TEXT PASSAGE: Begin

(KRON) — Wildfire smoke has slowed down or reversed America’s progress toward achieving better air quality, a study by researchers with Stanford University found.
By spewing plumes of smoke laden with tiny toxic particles, called PM2.5, wildfires have a “rapidly growing influence” over air quality trends in at least 35 states, according to the study published this week. Victories toward improving air quality over the past two decades were erased by wildfire smoke, researchers said.
“We’re starting to see the fingerprint of wildfire smoke on overall air quality trends over the entire country, not just in the western states where these fires are burning most often,” said study co-author Marissa Childs. “This is because the larger fires that have been burning in recent years are lofting the pollution way up into the atmosphere, which can transport these tiny particles thousands of miles away.”
Using ground and air sensors, researchers analyzed U.S. air pollution data. The average annual PM2.5 levels declined between 2000 and 2016. In recent years, however, wildfire smoke either slowed or fully reversed positive air quality trends, according to the study.

TEXT PASSAGE: End

*TASK DESCRIPTION*
Keep going with the news story on wildfire smoke and U.S. air quality, picking up right after its last sentence with the next few paragraphs.

GIVEN ENTRIES: Begin

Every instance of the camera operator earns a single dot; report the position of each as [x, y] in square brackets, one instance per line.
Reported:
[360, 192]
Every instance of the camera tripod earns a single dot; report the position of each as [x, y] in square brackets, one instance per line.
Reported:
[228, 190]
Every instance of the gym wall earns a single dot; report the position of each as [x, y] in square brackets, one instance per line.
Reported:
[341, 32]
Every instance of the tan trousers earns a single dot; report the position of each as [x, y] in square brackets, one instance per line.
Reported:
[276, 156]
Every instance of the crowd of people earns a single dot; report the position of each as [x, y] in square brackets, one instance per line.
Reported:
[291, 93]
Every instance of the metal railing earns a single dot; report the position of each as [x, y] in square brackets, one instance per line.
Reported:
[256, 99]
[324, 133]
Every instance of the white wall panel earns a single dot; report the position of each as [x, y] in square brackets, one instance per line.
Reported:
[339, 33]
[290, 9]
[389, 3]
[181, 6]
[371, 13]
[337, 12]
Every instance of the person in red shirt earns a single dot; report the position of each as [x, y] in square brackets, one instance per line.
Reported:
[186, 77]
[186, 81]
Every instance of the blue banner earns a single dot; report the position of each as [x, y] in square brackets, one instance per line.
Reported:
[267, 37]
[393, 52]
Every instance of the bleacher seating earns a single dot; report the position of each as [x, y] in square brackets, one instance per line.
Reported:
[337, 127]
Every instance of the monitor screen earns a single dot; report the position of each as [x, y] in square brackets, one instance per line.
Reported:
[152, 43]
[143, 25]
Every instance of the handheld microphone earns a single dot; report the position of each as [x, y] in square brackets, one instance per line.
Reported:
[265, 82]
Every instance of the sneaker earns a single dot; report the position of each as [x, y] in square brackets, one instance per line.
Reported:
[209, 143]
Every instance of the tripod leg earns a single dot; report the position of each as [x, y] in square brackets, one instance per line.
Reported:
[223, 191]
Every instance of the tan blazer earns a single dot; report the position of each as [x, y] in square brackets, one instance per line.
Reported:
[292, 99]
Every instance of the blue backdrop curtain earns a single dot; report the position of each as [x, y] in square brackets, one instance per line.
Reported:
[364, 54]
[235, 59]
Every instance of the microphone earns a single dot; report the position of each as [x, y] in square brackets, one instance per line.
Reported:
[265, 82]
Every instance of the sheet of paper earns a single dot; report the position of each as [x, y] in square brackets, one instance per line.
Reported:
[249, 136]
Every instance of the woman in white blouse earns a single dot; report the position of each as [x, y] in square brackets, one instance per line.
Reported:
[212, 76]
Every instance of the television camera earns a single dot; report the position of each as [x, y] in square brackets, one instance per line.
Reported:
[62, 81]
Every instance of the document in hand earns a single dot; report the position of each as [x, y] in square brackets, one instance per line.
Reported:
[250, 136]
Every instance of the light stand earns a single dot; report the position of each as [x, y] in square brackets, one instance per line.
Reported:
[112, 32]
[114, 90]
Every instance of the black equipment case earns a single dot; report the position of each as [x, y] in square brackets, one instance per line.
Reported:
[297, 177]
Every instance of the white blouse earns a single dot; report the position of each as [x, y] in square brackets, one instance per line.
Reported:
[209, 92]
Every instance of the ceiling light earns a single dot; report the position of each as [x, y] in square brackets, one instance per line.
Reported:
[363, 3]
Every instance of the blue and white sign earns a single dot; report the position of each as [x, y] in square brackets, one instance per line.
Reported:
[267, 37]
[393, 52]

GIVEN ENTRIES: End

*RESPONSE FOR THIS EXERCISE*
Stanford University researchers said drifting plumes “added enough particle pollution to erase about a quarter of the average air quality improvement.”
According to the study, at least one out of every four unhealthy air days were caused by wildfire smoke between 2011 and 2022 in the Northwest and Northern Rockies.
San Francisco Bay Area residents are breathing smoky air this week due to several wildfires burning along the California-Oregon border. Winds blew smoke plumes south and lowered air quality to “unhealthy for sensitive groups” for four days straight.